• **Supplied records**
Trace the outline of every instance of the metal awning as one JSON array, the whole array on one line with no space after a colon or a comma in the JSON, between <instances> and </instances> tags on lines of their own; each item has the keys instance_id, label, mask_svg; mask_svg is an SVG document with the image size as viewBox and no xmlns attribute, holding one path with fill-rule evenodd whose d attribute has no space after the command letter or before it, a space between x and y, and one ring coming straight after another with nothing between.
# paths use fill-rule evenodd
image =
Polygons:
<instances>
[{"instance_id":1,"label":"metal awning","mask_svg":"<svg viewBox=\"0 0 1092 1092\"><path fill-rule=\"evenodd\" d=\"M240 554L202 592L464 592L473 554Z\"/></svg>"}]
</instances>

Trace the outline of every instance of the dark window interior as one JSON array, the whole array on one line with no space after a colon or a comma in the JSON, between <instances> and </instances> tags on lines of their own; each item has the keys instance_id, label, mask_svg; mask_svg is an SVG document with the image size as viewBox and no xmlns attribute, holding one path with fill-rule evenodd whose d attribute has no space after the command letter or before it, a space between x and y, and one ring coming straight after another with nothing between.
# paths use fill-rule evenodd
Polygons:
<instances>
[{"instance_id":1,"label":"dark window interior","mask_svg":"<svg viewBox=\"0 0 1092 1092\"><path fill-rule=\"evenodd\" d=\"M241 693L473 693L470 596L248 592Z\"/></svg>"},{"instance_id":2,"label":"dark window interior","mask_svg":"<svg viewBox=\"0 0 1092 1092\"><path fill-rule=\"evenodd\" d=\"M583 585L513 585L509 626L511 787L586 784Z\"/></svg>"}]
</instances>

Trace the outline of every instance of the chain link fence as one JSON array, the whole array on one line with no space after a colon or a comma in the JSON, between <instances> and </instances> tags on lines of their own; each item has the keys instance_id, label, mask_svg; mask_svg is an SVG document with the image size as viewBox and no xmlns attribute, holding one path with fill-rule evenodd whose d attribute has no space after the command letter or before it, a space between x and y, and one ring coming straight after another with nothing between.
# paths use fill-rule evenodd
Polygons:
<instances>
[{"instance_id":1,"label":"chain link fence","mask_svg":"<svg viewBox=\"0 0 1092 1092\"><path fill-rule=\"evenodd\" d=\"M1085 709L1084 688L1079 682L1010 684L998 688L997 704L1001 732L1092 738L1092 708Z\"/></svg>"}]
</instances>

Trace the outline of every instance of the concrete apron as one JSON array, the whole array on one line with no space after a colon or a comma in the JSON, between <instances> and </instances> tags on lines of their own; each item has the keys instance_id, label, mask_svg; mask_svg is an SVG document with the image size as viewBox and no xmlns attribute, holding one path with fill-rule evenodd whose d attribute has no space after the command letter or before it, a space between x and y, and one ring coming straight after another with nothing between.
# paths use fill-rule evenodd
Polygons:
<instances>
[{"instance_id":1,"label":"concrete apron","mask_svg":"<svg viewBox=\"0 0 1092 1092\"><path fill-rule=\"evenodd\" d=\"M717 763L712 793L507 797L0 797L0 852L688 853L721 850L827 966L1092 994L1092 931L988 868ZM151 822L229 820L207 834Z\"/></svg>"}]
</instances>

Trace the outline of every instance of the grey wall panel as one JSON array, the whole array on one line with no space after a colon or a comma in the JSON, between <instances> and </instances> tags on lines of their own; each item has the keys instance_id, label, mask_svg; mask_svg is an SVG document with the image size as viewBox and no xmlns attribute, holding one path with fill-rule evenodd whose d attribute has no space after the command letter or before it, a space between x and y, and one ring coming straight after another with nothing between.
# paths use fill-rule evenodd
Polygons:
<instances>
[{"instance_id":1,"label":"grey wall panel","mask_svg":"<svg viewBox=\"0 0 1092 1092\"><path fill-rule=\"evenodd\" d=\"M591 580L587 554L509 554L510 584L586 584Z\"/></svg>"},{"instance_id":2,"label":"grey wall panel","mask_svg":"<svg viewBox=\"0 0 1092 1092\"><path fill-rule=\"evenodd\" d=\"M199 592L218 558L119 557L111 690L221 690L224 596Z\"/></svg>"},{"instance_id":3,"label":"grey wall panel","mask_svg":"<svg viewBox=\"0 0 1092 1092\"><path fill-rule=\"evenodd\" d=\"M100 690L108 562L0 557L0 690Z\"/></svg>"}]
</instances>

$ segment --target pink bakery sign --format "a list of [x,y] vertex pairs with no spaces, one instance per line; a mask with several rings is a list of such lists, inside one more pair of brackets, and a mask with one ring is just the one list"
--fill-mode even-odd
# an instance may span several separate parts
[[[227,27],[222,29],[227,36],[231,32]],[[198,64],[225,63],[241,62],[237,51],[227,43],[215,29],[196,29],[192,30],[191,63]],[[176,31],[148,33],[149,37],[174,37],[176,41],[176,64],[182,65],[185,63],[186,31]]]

==

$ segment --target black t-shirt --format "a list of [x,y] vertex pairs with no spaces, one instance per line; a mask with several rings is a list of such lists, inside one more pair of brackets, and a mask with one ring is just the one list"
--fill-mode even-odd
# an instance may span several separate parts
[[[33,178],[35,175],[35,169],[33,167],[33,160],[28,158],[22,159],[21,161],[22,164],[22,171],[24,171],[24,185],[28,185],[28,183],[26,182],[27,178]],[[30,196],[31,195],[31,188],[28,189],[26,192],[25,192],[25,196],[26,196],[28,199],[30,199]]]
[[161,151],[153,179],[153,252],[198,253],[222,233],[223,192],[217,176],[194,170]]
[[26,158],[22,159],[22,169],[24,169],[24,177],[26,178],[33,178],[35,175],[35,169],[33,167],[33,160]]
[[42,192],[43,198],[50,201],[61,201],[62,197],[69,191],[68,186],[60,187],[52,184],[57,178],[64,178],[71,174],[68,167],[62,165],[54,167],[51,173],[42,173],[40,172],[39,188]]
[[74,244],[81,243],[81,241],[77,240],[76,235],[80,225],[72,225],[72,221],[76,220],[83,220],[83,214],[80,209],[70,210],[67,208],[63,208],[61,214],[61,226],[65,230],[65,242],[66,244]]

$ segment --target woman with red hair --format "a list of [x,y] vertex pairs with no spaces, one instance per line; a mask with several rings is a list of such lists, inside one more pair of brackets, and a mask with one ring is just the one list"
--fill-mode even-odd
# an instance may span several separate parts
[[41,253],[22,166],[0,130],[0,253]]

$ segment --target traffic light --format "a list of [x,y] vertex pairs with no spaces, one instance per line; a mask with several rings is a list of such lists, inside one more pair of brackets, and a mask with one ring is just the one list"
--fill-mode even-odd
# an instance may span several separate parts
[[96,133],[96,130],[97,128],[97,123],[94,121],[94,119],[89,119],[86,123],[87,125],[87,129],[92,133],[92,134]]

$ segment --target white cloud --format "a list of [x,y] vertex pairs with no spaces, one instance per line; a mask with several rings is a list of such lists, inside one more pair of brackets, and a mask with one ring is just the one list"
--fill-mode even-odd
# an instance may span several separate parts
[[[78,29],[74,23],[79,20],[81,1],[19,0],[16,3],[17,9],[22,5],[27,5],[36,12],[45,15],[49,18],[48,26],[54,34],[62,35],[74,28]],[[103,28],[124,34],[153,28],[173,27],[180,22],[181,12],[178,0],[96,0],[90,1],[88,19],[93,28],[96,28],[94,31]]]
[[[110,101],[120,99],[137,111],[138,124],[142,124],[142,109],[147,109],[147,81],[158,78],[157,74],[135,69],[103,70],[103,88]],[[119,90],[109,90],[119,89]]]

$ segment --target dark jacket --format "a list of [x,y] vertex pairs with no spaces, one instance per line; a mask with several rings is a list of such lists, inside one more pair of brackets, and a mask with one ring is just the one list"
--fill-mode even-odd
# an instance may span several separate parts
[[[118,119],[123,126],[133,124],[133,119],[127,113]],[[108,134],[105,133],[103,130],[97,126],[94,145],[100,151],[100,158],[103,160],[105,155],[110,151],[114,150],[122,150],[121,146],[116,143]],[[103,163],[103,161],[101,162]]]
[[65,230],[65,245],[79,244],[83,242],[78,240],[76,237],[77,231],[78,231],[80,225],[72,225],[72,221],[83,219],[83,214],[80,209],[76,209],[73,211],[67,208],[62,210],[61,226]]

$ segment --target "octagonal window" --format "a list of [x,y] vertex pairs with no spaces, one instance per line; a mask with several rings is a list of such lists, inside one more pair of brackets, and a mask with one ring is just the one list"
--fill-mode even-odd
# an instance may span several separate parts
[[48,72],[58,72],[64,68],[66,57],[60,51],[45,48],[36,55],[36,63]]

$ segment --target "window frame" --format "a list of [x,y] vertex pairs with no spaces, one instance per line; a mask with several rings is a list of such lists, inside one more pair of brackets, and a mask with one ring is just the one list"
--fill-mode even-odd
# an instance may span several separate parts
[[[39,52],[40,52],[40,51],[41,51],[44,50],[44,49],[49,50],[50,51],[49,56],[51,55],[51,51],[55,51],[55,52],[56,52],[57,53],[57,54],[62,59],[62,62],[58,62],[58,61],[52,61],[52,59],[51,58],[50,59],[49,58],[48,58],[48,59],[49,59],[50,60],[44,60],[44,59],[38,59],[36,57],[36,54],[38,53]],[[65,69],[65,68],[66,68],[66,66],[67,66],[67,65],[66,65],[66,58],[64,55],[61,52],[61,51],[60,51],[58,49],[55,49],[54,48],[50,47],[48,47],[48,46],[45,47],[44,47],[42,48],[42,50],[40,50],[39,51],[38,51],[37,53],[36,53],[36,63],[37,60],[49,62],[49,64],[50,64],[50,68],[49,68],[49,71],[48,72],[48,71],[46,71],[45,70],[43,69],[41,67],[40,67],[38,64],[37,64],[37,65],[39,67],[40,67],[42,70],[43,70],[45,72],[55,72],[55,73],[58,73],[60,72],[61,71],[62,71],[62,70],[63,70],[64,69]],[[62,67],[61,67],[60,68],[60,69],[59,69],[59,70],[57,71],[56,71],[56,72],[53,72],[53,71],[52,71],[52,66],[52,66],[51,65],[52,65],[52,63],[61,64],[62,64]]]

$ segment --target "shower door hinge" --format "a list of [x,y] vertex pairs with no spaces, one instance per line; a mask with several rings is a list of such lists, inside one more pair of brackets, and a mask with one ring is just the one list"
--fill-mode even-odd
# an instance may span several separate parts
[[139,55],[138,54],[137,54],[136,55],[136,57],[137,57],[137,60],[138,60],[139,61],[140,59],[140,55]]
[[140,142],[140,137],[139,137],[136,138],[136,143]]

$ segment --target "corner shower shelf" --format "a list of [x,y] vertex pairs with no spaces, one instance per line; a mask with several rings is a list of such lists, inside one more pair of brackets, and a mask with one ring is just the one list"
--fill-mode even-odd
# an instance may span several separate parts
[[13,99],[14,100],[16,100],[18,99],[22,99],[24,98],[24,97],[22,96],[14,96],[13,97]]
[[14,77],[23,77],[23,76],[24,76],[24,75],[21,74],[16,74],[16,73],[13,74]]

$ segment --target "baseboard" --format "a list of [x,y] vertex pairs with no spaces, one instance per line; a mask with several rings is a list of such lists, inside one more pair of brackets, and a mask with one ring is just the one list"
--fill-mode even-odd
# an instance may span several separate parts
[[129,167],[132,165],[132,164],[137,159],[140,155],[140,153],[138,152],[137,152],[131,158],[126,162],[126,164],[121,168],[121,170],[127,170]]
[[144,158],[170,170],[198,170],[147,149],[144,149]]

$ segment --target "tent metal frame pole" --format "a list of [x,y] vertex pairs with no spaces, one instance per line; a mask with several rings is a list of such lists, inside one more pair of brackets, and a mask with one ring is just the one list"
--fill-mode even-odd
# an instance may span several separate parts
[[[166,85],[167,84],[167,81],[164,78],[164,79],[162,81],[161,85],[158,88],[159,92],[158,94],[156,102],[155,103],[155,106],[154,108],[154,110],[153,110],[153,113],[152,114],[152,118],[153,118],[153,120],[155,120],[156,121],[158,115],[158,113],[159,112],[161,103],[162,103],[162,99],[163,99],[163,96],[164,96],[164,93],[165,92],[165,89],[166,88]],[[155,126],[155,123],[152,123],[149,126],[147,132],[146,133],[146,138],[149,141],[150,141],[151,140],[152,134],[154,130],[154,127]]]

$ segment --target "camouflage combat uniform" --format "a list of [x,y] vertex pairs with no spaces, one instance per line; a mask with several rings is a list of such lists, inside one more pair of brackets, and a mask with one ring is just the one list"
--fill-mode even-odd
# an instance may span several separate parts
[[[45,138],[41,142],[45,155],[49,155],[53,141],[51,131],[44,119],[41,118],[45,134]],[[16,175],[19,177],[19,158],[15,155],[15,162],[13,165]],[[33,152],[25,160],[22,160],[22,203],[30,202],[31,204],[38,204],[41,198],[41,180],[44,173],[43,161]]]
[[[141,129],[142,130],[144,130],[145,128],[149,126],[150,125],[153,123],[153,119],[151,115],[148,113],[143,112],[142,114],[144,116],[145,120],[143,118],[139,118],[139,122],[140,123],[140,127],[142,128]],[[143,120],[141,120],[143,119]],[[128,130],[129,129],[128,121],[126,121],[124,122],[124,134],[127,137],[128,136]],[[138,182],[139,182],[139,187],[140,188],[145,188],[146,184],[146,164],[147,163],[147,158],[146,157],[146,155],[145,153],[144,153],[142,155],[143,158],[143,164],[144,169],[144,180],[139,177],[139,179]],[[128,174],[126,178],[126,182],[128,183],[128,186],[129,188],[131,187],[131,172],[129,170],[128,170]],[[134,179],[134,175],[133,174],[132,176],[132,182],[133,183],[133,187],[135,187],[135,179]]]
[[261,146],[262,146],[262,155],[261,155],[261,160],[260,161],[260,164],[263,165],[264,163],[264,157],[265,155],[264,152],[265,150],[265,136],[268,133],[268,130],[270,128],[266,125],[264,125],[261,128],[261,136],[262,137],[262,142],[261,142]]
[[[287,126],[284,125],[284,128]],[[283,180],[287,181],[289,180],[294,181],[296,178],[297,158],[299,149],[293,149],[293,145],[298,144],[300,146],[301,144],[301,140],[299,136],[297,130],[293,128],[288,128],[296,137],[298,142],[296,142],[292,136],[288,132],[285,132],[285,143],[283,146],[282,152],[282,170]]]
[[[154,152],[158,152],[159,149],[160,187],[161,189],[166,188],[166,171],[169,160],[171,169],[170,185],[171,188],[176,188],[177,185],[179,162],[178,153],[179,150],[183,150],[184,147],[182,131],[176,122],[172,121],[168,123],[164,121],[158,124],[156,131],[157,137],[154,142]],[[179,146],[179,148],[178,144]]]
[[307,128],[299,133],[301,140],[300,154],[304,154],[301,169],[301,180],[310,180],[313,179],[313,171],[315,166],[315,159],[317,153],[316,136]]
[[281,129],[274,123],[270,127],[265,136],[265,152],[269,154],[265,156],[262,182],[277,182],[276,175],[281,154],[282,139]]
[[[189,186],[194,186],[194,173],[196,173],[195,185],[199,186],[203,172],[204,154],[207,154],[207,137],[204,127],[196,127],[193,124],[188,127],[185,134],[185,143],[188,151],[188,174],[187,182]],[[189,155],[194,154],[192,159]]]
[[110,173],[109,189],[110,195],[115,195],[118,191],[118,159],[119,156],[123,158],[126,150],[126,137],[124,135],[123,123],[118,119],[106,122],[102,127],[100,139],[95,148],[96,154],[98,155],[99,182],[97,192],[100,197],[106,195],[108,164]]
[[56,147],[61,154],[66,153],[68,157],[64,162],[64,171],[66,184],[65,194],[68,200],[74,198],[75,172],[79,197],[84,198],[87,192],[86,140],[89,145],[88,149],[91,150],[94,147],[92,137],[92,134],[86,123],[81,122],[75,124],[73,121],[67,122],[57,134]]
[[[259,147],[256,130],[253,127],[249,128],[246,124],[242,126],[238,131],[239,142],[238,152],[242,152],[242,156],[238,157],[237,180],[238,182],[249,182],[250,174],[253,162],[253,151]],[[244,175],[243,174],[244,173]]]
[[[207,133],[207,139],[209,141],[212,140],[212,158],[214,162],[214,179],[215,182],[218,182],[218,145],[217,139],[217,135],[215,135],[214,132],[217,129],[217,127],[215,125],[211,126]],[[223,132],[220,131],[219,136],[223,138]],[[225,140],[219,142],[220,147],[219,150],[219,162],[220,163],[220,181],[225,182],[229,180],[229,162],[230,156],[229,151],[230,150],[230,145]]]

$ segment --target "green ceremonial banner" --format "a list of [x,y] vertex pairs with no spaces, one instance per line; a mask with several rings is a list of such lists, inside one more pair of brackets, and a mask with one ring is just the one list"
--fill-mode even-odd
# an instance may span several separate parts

• **Exercise instructions**
State how many lines of the material above contain the string "wall", with matches being case-sensitive, and reply with the number alone.

• **Completed exercise**
2